Saved entries
• • • • • • •

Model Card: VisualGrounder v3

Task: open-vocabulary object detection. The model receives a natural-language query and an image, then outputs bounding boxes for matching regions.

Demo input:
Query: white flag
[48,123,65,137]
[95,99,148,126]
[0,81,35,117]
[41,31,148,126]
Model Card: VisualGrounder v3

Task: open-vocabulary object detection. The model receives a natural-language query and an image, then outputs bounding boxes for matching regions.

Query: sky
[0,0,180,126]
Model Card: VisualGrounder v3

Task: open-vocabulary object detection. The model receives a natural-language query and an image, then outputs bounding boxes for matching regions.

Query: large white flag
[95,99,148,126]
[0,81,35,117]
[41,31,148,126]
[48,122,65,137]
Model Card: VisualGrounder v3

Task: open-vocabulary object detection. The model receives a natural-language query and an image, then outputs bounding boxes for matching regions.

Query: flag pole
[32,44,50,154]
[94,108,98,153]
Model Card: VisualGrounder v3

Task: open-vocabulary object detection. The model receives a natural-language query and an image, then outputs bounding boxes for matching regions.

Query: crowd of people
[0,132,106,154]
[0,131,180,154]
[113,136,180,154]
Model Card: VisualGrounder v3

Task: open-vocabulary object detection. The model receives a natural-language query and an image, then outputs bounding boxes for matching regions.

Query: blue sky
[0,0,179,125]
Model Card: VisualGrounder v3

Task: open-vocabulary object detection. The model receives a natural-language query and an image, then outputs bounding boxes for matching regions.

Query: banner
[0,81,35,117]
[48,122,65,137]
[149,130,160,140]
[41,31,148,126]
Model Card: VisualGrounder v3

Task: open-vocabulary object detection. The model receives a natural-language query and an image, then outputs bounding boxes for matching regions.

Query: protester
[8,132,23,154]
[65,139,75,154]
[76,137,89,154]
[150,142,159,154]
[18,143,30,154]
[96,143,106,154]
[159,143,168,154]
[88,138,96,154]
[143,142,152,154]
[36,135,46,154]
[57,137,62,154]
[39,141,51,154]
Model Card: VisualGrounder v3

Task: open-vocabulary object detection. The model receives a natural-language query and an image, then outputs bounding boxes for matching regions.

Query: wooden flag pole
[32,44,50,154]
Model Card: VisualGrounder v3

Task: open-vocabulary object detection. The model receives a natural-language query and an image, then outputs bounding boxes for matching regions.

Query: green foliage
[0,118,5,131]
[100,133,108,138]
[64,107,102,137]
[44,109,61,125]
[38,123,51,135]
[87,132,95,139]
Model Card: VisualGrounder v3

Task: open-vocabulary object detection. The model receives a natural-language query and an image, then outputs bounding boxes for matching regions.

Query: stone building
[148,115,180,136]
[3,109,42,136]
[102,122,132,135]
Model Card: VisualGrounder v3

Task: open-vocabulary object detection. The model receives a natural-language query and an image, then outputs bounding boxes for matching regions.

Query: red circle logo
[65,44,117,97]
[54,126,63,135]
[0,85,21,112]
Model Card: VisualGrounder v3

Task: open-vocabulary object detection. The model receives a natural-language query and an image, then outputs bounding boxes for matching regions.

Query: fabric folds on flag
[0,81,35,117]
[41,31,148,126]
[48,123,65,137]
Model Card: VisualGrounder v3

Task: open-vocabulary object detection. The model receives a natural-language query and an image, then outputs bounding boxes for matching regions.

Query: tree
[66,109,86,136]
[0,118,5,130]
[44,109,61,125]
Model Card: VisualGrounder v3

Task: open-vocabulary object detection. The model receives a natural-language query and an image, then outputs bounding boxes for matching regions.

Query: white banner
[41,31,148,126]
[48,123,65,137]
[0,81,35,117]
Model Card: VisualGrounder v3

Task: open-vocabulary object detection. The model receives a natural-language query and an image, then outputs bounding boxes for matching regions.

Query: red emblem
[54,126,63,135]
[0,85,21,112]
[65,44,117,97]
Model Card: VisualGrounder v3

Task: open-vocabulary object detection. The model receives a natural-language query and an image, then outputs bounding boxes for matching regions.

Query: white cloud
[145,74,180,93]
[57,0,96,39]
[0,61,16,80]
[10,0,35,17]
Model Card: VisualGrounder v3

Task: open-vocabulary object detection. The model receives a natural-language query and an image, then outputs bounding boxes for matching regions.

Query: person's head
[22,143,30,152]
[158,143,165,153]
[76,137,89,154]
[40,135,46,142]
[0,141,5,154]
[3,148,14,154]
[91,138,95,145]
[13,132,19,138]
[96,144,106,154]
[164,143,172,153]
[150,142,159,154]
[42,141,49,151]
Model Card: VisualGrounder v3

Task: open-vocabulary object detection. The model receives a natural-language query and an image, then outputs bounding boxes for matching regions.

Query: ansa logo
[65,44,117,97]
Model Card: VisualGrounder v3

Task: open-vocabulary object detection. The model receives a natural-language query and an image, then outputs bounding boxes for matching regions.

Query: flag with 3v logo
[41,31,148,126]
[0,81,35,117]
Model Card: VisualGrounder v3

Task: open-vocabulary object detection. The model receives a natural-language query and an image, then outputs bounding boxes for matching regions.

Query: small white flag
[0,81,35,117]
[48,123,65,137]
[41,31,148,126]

• • • • • • •

*Try it*: All of the data above needs to be retyped exactly, with each line as it stands.

*Answer for this exercise*:
Model Card: VisualGrounder v3

Task: open-vocabulary object detection. The model receives a natural-language query and an image, then outputs bounding boxes for matching regions.

Demo input:
Query: white flag
[48,123,65,137]
[95,99,148,126]
[0,81,35,117]
[41,31,148,126]
Model Card: VisualGrounder v3

Task: open-vocabulary object detection. The model receives a natural-language query and an image, then outputs bounding boxes for matching regions.

Query: sky
[0,0,180,126]
Model Card: VisualGrounder v3

Task: open-vocabulary object detection. The model receives a natural-language query and an image, then outputs bounding boxes for matching regions.

Query: large white flag
[95,99,148,126]
[0,81,35,117]
[41,31,148,126]
[48,122,65,137]
Model Card: VisualGrounder v3

Task: open-vocabulary object detection. The model receives a natural-language query and an image, then outputs bounding boxes for matching regions.

Query: flag pole
[32,44,50,154]
[94,108,98,153]
Model Card: VisualGrounder v3

Task: open-vocabulary object detection. The model receives a natural-language query and an image, then outputs bounding boxes for matching regions.

Query: crowd of people
[0,132,106,154]
[0,131,180,154]
[113,136,180,154]
Model Card: VisualGrounder v3

Task: open-vocabulary object detection. The model receives a natural-language query and an image, then outputs bounding boxes for matching regions.

Query: blue sky
[0,0,179,125]
Model Card: VisualGrounder v3

Task: open-vocabulary object detection. The model receives a natural-language query and an image, then outputs bounding boxes for matching regions.

Query: banner
[0,81,35,117]
[48,122,65,137]
[149,130,160,140]
[41,31,148,126]
Model Card: VisualGrounder v3

Task: open-vocabulary object detection. The model receives a natural-language query and an image, then outputs bounding boxes for matching regions.

Query: protester
[8,132,23,154]
[65,139,75,154]
[76,137,89,154]
[150,142,159,154]
[18,143,30,154]
[96,143,106,154]
[159,143,168,154]
[88,138,96,154]
[143,142,152,154]
[36,135,46,154]
[57,137,62,154]
[39,141,51,154]
Model Card: VisualGrounder v3

Task: open-vocabulary object detection. The model receives a natural-language query and an image, then outputs bounding boxes for matching regions.

Query: wooden flag pole
[32,44,50,154]
Model Card: VisualGrounder v3

Task: open-vocabulary object detection. The model receives a natural-language query and an image, then outputs bounding boxes for matching regions.

Query: green foliage
[0,118,5,131]
[100,133,108,138]
[64,107,102,137]
[44,109,61,125]
[38,123,51,135]
[87,132,95,139]
Model Card: VisualGrounder v3

Task: open-vocabulary object detection. The model receives a natural-language query and an image, then outputs bounding boxes for matching regions.

Query: stone building
[148,115,180,136]
[3,109,42,136]
[102,122,132,135]
Model Card: VisualGrounder v3

Task: open-vocabulary object detection. The model receives a natural-language query and an image, then outputs bounding boxes for matching regions.

Query: red circle logo
[65,44,117,97]
[54,126,63,135]
[0,85,21,112]
Model Card: VisualGrounder v3

Task: open-vocabulary object detection. The model receives a natural-language query and an image, then outputs bounding boxes for matching regions.

Query: fabric folds on flag
[0,81,35,117]
[41,31,148,126]
[48,123,65,137]
Model Card: VisualGrounder v3

Task: open-vocabulary object detection. The model receives a natural-language query and an image, then outputs bounding boxes for matching regions.

Query: tree
[66,109,86,136]
[0,118,5,130]
[44,109,61,125]
Model Card: VisualGrounder v3

Task: open-vocabulary object detection. The model receives a natural-language query and an image, then outputs bounding boxes for matching regions.

Query: white banner
[41,31,148,126]
[48,123,65,137]
[0,81,35,117]
Model Card: VisualGrounder v3

Task: open-vocabulary object detection. The model receives a natural-language query and an image, then outputs bounding boxes for matching regions.

Query: red emblem
[54,126,63,135]
[0,85,21,112]
[65,44,117,97]
Model Card: VisualGrounder v3

Task: open-vocabulary object detection. The model receives a natural-language query and an image, then outputs bounding boxes for matching regions.

Query: white cloud
[145,74,180,93]
[57,0,96,39]
[0,61,16,80]
[10,0,35,17]
Model Card: VisualGrounder v3

Task: open-vocabulary object detection. The model receives a natural-language query and an image, then outputs bounding boxes for matching regions.

Query: person's head
[22,143,30,152]
[158,143,165,153]
[76,137,89,154]
[40,135,46,142]
[0,141,5,154]
[3,148,14,154]
[91,138,95,145]
[13,132,19,138]
[96,144,106,154]
[164,143,172,153]
[150,142,159,154]
[42,141,49,151]
Model Card: VisualGrounder v3

Task: open-vocabulary object detection. The model receives a natural-language query and an image, then outputs bounding boxes for matching regions.

Query: ansa logo
[65,44,117,97]
Model Card: VisualGrounder v3

Task: open-vocabulary object detection. The model receives a natural-language query and an image, then outputs bounding boxes for matching regions.

Query: flag with 3v logo
[41,31,148,126]
[0,81,35,117]
Model Card: VisualGrounder v3

Task: open-vocabulary object detection. The model receives a natural-language query and an image, then outputs bounding boxes for matching regions.

Query: small white flag
[0,81,35,117]
[48,123,65,137]
[41,31,148,126]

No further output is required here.